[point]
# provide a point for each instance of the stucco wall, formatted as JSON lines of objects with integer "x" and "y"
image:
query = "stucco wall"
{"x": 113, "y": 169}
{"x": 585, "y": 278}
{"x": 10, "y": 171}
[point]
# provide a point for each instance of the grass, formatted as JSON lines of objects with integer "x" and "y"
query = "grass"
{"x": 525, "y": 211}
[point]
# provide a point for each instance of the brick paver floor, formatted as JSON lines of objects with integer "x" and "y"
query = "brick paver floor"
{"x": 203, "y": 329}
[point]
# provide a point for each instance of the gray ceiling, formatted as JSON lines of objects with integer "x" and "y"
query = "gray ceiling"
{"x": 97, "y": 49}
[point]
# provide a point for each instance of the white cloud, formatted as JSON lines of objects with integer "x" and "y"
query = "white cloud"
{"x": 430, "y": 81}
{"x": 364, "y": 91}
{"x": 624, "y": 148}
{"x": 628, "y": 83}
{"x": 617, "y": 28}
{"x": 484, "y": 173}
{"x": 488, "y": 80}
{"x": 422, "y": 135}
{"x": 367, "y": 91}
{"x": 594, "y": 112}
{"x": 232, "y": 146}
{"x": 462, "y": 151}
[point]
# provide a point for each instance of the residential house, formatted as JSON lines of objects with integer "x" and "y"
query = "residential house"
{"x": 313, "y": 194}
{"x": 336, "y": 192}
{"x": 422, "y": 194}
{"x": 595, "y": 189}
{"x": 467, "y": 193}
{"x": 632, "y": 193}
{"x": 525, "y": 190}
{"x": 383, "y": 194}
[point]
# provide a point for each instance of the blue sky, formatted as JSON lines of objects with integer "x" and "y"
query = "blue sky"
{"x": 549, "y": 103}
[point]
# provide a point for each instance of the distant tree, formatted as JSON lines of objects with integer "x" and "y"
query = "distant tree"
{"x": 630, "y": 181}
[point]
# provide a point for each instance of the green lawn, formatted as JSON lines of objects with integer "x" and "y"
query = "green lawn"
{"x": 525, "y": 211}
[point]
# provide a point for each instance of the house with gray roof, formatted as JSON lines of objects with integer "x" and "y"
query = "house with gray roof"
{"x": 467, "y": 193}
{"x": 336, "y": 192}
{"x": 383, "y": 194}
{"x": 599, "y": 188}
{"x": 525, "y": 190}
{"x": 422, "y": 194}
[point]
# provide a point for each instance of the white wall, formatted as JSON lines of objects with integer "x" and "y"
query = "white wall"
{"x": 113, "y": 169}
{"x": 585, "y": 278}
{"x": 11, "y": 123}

+--

§ **PROBLEM TO WORK ON**: How many of the lines above contain the string "cloud"? Reply with the number alone.

§ **CORRECT OUTPUT**: 2